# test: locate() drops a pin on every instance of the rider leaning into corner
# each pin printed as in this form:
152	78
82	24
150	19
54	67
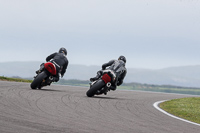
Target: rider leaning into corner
118	66
60	60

What you will do:
Set down the entries above again exactly, minus any image.

Answer box:
# test: locate() drops a pin on every instance of the rider leaning into corner
# each pin printed as in this form:
152	78
82	24
150	19
54	67
Target: rider leaning into corner
118	66
60	60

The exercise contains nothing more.